- ACTIVITY -
Search term "feather": copy each line of the records that contains it.

- Photo-based referring expression data -
*** Begin section ***

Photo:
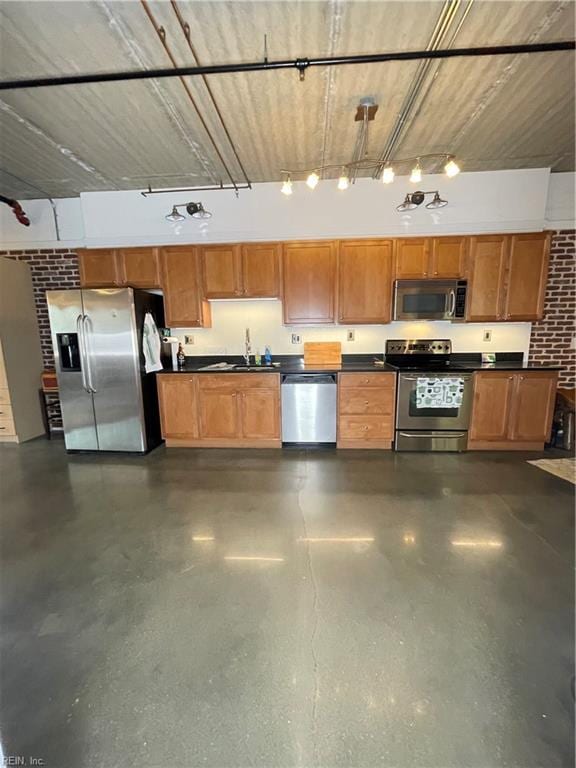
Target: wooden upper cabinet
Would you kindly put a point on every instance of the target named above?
(365, 269)
(449, 257)
(491, 406)
(533, 406)
(309, 272)
(261, 270)
(527, 276)
(178, 405)
(221, 267)
(184, 305)
(139, 267)
(486, 287)
(412, 258)
(99, 268)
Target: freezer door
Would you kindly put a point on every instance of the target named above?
(114, 368)
(66, 312)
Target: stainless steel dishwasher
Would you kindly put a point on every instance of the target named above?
(309, 408)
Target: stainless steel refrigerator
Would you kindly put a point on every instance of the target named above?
(108, 402)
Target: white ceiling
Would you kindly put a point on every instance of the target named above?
(493, 113)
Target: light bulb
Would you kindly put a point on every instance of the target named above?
(388, 175)
(416, 175)
(312, 179)
(451, 168)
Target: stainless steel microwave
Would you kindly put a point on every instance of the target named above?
(430, 299)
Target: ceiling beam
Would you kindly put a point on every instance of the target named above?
(301, 64)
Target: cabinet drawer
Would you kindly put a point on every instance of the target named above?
(6, 426)
(346, 380)
(370, 400)
(366, 427)
(5, 412)
(234, 381)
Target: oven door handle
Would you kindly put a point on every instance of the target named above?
(452, 304)
(451, 436)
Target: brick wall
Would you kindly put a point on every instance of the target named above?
(552, 338)
(51, 270)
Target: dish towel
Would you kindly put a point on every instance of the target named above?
(151, 345)
(436, 392)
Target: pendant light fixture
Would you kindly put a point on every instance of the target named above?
(287, 186)
(312, 180)
(451, 168)
(416, 175)
(436, 202)
(174, 215)
(196, 210)
(414, 199)
(388, 175)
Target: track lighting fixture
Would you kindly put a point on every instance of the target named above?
(414, 199)
(196, 210)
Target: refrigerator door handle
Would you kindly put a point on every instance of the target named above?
(85, 322)
(83, 360)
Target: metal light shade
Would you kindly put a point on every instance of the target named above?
(407, 205)
(437, 202)
(196, 210)
(174, 215)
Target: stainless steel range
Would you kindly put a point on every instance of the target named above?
(433, 402)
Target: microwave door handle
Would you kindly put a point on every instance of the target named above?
(82, 349)
(452, 306)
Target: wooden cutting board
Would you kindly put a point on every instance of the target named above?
(322, 353)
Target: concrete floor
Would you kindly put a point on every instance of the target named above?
(408, 609)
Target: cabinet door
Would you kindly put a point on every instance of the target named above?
(527, 276)
(98, 268)
(139, 267)
(365, 280)
(488, 257)
(261, 270)
(178, 405)
(221, 269)
(309, 271)
(219, 417)
(449, 257)
(491, 405)
(412, 258)
(260, 414)
(184, 305)
(533, 406)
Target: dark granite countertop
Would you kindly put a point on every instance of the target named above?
(358, 364)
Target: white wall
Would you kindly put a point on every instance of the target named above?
(495, 201)
(264, 318)
(561, 205)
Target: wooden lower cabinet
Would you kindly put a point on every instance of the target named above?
(512, 410)
(226, 410)
(366, 407)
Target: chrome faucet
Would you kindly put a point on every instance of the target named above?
(247, 347)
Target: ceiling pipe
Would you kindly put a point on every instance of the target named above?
(301, 65)
(161, 33)
(185, 27)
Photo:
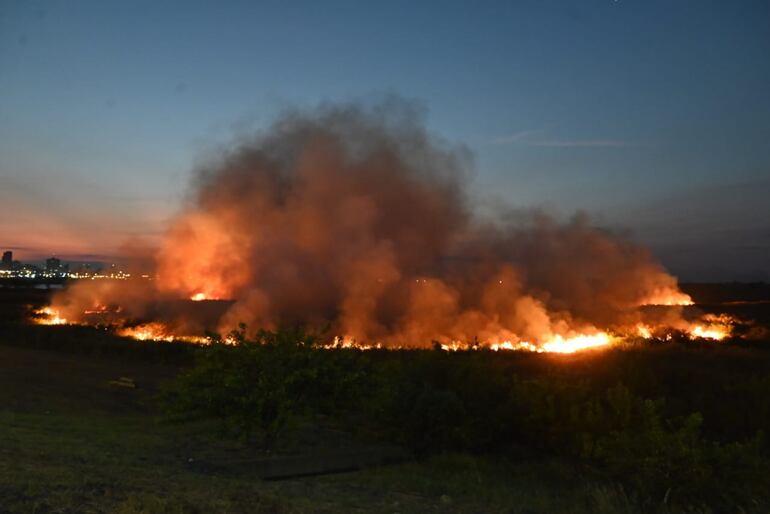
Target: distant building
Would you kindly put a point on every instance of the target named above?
(52, 265)
(7, 262)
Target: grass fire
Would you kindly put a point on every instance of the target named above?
(362, 220)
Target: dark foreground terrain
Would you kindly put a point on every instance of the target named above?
(94, 423)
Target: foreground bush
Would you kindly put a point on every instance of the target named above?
(597, 411)
(259, 386)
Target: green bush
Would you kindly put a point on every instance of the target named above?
(258, 386)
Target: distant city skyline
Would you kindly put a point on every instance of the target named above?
(650, 116)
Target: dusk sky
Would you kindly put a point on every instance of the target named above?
(652, 117)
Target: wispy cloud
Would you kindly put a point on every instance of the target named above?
(535, 138)
(516, 137)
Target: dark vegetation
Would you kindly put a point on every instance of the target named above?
(650, 427)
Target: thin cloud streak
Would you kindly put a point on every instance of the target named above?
(524, 138)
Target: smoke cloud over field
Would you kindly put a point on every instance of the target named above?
(358, 216)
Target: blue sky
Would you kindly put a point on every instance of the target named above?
(651, 116)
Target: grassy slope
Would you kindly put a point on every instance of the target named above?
(70, 442)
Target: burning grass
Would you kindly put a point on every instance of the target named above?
(708, 327)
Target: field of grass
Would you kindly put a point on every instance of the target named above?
(72, 443)
(73, 440)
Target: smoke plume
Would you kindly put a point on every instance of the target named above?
(357, 216)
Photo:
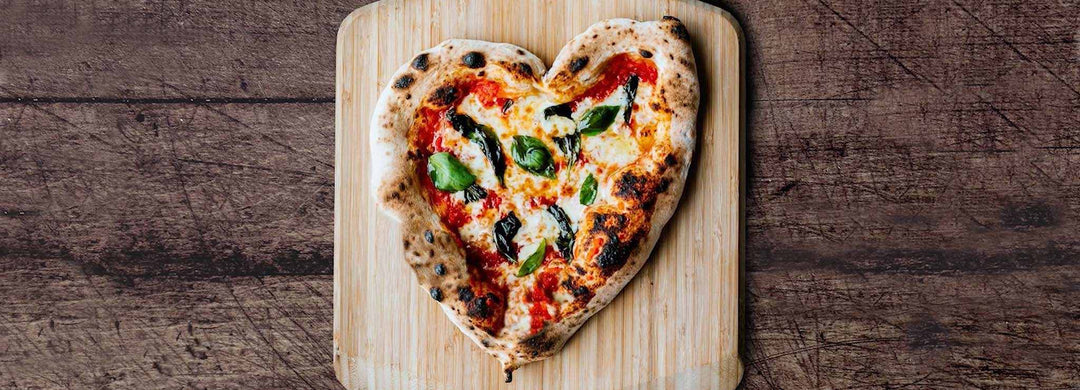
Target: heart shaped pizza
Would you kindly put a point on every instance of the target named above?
(528, 198)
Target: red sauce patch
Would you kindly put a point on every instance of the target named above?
(539, 202)
(487, 261)
(540, 296)
(619, 69)
(428, 122)
(493, 201)
(486, 91)
(449, 210)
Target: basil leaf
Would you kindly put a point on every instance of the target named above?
(474, 192)
(597, 119)
(631, 90)
(484, 137)
(447, 173)
(504, 231)
(559, 110)
(535, 259)
(588, 192)
(570, 146)
(565, 240)
(532, 156)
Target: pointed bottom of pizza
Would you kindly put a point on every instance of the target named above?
(528, 198)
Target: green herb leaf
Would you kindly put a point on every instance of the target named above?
(570, 145)
(565, 240)
(447, 173)
(535, 259)
(474, 192)
(588, 192)
(484, 137)
(532, 156)
(597, 119)
(504, 231)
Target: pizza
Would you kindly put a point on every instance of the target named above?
(529, 197)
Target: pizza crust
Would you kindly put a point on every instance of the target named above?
(428, 244)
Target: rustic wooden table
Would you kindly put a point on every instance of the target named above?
(166, 193)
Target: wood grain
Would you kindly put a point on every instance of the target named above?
(674, 326)
(912, 205)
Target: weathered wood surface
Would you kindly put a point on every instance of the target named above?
(912, 214)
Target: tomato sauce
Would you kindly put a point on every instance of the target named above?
(541, 295)
(486, 91)
(538, 202)
(449, 210)
(619, 69)
(493, 201)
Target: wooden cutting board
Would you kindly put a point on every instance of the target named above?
(674, 326)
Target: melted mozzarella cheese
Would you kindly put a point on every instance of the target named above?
(526, 193)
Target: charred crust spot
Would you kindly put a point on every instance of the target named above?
(522, 69)
(420, 63)
(444, 95)
(579, 64)
(466, 294)
(670, 160)
(664, 184)
(607, 224)
(616, 251)
(631, 186)
(613, 254)
(473, 59)
(679, 31)
(404, 82)
(579, 291)
(538, 344)
(481, 307)
(642, 189)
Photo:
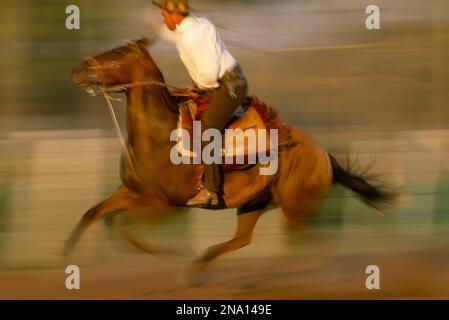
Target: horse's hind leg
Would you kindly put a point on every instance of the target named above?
(246, 223)
(121, 200)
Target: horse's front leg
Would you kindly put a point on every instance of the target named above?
(121, 200)
(246, 223)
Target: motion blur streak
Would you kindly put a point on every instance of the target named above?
(381, 96)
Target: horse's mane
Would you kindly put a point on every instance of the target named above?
(268, 114)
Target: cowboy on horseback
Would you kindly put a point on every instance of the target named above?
(214, 70)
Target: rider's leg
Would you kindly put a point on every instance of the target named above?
(222, 107)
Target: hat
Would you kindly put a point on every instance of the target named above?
(179, 6)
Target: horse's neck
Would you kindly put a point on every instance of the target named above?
(149, 117)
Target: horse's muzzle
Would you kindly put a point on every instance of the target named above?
(84, 76)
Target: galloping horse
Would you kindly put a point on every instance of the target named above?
(150, 180)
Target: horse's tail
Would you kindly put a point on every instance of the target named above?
(375, 196)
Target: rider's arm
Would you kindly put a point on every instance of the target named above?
(164, 34)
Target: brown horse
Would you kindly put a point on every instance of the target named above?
(150, 180)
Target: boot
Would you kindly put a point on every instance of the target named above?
(204, 198)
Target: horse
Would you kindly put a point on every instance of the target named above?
(151, 181)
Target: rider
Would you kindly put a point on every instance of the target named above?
(214, 70)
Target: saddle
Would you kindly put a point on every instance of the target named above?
(247, 134)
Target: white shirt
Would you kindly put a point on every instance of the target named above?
(201, 50)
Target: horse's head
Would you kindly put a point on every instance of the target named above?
(114, 67)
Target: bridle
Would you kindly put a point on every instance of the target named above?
(102, 90)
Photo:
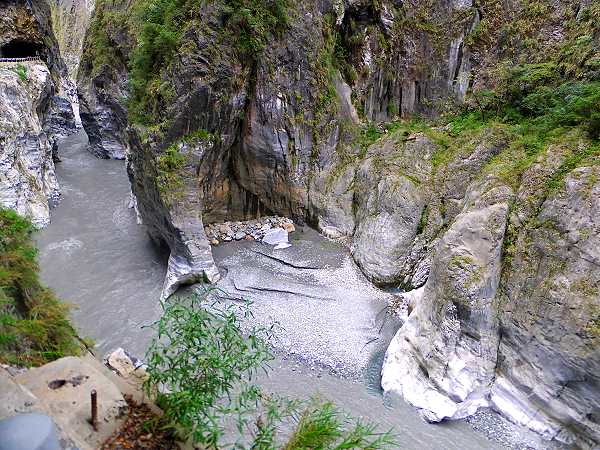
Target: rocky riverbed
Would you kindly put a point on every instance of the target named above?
(331, 316)
(248, 230)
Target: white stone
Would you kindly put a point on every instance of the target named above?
(275, 236)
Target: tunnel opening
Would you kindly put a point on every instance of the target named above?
(18, 48)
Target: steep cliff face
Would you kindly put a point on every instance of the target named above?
(295, 108)
(102, 80)
(27, 179)
(33, 112)
(70, 21)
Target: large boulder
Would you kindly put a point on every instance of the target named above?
(549, 355)
(27, 177)
(443, 359)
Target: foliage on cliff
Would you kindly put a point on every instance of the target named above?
(204, 366)
(160, 27)
(34, 324)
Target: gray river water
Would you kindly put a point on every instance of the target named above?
(94, 255)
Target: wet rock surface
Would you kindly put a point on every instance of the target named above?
(27, 174)
(255, 230)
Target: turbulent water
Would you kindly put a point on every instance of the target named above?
(95, 256)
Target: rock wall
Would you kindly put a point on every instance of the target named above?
(507, 308)
(70, 21)
(33, 113)
(27, 179)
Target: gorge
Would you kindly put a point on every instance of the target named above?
(439, 159)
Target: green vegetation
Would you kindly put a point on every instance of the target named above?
(21, 71)
(34, 324)
(251, 23)
(159, 28)
(323, 426)
(202, 366)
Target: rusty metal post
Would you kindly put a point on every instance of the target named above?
(94, 420)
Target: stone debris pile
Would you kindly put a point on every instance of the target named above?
(249, 230)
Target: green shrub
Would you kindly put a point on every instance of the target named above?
(323, 426)
(21, 71)
(34, 324)
(199, 357)
(160, 25)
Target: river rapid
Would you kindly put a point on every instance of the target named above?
(95, 256)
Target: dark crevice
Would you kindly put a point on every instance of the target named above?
(458, 62)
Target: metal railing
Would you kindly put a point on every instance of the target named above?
(28, 58)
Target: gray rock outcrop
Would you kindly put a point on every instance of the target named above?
(444, 357)
(27, 178)
(283, 131)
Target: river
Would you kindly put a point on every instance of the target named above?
(95, 256)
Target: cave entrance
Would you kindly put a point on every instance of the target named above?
(18, 48)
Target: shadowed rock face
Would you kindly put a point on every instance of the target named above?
(27, 179)
(283, 140)
(33, 114)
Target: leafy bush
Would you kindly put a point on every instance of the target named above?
(160, 27)
(202, 366)
(323, 426)
(252, 22)
(34, 324)
(199, 358)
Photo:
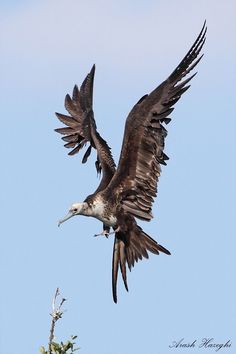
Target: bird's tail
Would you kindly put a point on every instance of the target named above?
(129, 247)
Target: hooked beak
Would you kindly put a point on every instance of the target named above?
(68, 216)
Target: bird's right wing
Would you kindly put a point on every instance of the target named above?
(81, 129)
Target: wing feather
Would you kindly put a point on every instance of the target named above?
(142, 153)
(81, 129)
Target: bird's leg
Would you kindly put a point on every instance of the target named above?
(105, 232)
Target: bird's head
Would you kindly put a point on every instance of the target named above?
(75, 209)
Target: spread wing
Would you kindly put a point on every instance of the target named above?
(135, 182)
(81, 129)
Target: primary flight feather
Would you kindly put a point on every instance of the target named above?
(128, 191)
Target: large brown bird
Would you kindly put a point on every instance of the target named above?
(127, 192)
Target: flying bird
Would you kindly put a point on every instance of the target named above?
(127, 192)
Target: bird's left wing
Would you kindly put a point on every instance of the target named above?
(81, 129)
(135, 181)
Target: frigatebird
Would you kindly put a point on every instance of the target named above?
(127, 192)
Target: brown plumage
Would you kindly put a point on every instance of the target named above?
(128, 191)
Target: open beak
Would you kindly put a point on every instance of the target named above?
(68, 216)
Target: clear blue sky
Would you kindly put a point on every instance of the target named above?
(47, 47)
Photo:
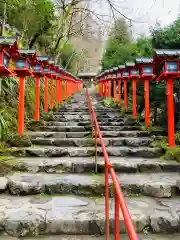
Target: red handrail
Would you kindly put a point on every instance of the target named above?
(119, 198)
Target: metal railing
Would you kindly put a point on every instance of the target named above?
(120, 202)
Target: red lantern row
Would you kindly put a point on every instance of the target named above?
(164, 66)
(23, 63)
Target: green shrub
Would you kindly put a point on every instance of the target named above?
(3, 127)
(173, 153)
(177, 137)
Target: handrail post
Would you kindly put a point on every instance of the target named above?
(96, 167)
(52, 93)
(119, 91)
(146, 93)
(170, 103)
(107, 199)
(37, 99)
(115, 90)
(134, 98)
(45, 94)
(125, 95)
(21, 105)
(116, 218)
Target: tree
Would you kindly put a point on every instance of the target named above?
(118, 47)
(168, 37)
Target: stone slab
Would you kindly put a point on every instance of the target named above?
(53, 151)
(87, 164)
(70, 215)
(150, 184)
(86, 142)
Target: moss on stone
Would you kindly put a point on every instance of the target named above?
(172, 153)
(16, 140)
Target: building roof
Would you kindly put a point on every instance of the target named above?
(167, 52)
(86, 74)
(121, 66)
(7, 40)
(144, 60)
(42, 58)
(130, 64)
(27, 52)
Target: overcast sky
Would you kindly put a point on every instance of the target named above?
(146, 11)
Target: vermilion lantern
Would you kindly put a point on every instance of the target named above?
(114, 74)
(167, 67)
(108, 83)
(119, 85)
(146, 69)
(8, 47)
(37, 70)
(53, 76)
(23, 62)
(124, 76)
(44, 71)
(23, 68)
(134, 76)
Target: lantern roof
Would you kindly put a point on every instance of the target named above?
(42, 58)
(143, 60)
(51, 62)
(167, 52)
(130, 64)
(7, 41)
(115, 69)
(121, 67)
(27, 52)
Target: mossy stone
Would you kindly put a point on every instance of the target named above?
(17, 140)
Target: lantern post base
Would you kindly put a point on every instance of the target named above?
(21, 105)
(134, 98)
(170, 104)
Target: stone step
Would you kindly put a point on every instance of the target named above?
(88, 128)
(105, 134)
(53, 151)
(87, 164)
(69, 118)
(59, 134)
(150, 184)
(85, 110)
(71, 113)
(71, 123)
(86, 142)
(66, 128)
(146, 236)
(70, 215)
(120, 128)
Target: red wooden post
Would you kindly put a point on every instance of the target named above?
(114, 90)
(60, 91)
(110, 88)
(37, 99)
(21, 105)
(119, 91)
(125, 95)
(134, 97)
(170, 103)
(45, 94)
(146, 93)
(52, 93)
(116, 218)
(107, 200)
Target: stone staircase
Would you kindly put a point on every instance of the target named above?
(53, 189)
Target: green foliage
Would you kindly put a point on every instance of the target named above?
(31, 18)
(177, 137)
(118, 45)
(3, 127)
(167, 37)
(173, 154)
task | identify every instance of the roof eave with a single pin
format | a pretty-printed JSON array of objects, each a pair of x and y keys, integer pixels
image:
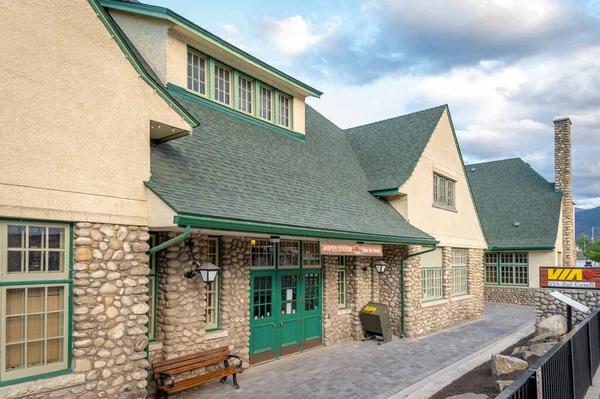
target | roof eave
[
  {"x": 212, "y": 223},
  {"x": 165, "y": 13}
]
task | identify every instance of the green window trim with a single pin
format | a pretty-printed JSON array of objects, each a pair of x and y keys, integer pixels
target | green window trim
[
  {"x": 234, "y": 74},
  {"x": 64, "y": 332}
]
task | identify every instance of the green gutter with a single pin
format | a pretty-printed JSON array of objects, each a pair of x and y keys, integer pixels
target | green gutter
[
  {"x": 165, "y": 13},
  {"x": 390, "y": 191},
  {"x": 109, "y": 24},
  {"x": 402, "y": 283},
  {"x": 212, "y": 223},
  {"x": 499, "y": 249},
  {"x": 172, "y": 241}
]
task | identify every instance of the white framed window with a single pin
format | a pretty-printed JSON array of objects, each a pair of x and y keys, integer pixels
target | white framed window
[
  {"x": 266, "y": 103},
  {"x": 34, "y": 305},
  {"x": 341, "y": 282},
  {"x": 289, "y": 253},
  {"x": 311, "y": 254},
  {"x": 212, "y": 288},
  {"x": 431, "y": 281},
  {"x": 285, "y": 104},
  {"x": 263, "y": 254},
  {"x": 222, "y": 84},
  {"x": 196, "y": 73},
  {"x": 443, "y": 191},
  {"x": 245, "y": 95}
]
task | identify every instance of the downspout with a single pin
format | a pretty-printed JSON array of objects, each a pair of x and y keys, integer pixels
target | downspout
[
  {"x": 172, "y": 241},
  {"x": 402, "y": 281}
]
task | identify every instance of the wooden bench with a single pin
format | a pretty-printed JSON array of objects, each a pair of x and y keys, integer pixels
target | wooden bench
[{"x": 169, "y": 368}]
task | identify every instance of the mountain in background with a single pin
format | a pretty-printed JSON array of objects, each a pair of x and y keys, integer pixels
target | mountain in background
[{"x": 585, "y": 219}]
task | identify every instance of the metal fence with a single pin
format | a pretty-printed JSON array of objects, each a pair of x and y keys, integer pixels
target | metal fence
[{"x": 565, "y": 371}]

*** End section ***

- YOUR RESPONSE -
Target: wing feather
Target: primary flight feather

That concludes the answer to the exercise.